## start Supplied material

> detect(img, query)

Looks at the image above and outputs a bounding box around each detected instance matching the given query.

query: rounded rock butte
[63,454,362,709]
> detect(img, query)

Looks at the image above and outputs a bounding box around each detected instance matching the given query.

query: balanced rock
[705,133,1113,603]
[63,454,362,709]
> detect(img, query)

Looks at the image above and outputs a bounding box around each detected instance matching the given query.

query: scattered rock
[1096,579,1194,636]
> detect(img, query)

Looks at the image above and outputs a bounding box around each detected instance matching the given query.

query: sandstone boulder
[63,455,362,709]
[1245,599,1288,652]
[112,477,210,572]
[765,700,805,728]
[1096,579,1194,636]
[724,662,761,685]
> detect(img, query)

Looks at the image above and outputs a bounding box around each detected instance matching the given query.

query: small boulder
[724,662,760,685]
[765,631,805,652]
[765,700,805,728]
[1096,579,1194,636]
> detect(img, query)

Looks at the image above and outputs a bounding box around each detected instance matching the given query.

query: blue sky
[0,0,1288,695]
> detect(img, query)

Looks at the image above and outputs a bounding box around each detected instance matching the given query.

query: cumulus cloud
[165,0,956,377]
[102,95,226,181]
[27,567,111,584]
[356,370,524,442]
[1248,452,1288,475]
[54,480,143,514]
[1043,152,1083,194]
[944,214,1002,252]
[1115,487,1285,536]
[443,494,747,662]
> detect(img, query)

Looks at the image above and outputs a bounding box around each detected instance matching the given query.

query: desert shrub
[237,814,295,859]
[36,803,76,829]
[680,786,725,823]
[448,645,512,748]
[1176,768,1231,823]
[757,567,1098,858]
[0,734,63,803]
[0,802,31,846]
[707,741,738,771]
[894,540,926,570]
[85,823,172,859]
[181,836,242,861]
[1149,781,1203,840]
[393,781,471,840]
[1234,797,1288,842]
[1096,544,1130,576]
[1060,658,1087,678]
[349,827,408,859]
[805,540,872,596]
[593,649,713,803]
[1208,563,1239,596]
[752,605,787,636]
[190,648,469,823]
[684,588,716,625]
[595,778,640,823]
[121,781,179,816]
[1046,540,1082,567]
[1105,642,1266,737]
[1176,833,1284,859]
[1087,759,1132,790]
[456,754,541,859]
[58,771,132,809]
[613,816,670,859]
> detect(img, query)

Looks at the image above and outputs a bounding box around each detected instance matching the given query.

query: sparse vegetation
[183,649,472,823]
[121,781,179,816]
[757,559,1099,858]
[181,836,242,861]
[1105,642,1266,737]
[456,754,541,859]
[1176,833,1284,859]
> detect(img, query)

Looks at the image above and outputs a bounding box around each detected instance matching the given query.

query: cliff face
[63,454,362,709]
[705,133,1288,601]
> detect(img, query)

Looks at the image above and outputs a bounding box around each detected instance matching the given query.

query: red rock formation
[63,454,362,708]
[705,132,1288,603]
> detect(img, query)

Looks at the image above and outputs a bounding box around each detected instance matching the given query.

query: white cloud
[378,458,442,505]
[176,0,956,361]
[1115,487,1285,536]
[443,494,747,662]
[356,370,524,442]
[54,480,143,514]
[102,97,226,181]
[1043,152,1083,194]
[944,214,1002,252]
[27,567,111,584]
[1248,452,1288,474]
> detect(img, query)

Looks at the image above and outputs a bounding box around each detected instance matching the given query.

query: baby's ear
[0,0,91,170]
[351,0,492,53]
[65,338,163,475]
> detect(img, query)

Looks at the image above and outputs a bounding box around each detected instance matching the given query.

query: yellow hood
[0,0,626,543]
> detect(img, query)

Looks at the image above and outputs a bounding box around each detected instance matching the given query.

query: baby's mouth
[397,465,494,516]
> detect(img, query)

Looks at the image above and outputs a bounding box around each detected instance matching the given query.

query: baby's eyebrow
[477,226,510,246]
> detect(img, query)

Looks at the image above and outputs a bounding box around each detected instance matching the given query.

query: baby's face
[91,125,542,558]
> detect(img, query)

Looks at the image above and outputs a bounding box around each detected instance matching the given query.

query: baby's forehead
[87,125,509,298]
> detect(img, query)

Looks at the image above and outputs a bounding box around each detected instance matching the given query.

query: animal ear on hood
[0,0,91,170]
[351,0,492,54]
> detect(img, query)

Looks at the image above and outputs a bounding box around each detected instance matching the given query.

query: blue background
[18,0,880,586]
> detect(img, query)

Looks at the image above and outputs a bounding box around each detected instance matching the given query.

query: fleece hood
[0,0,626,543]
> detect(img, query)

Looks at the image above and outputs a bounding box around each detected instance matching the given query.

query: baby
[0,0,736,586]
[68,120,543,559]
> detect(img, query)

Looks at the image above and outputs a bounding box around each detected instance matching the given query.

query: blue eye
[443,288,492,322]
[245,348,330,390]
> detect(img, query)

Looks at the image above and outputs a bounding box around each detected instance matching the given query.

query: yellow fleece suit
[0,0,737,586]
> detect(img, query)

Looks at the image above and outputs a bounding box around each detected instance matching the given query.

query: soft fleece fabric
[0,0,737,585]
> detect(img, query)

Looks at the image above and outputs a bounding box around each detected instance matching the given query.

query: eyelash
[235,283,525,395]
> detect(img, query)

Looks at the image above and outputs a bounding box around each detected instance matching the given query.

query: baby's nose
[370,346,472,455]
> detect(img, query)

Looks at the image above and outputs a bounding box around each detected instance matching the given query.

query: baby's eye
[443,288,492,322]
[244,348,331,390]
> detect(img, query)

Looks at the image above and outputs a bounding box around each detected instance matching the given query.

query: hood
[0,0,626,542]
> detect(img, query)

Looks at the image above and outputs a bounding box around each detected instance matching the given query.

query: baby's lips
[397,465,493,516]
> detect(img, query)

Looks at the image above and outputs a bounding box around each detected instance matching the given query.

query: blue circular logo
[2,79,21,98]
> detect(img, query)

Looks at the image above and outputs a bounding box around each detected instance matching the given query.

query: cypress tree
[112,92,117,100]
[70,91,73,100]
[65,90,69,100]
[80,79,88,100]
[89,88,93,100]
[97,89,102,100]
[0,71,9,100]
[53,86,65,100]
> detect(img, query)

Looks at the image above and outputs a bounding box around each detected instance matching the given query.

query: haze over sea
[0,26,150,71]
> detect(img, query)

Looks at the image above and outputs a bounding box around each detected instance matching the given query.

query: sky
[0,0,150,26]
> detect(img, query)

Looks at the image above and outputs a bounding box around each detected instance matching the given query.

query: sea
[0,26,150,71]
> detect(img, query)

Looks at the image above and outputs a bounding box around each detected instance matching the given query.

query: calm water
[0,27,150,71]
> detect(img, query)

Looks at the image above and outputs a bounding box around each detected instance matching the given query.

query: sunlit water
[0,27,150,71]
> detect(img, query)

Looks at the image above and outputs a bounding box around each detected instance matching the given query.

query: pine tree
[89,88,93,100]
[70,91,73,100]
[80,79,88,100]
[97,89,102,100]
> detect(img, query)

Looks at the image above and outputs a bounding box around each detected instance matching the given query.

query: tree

## end Supplied material

How many lines in the listing above contain the string "hood"? Reply with the number alone.

Written response: 4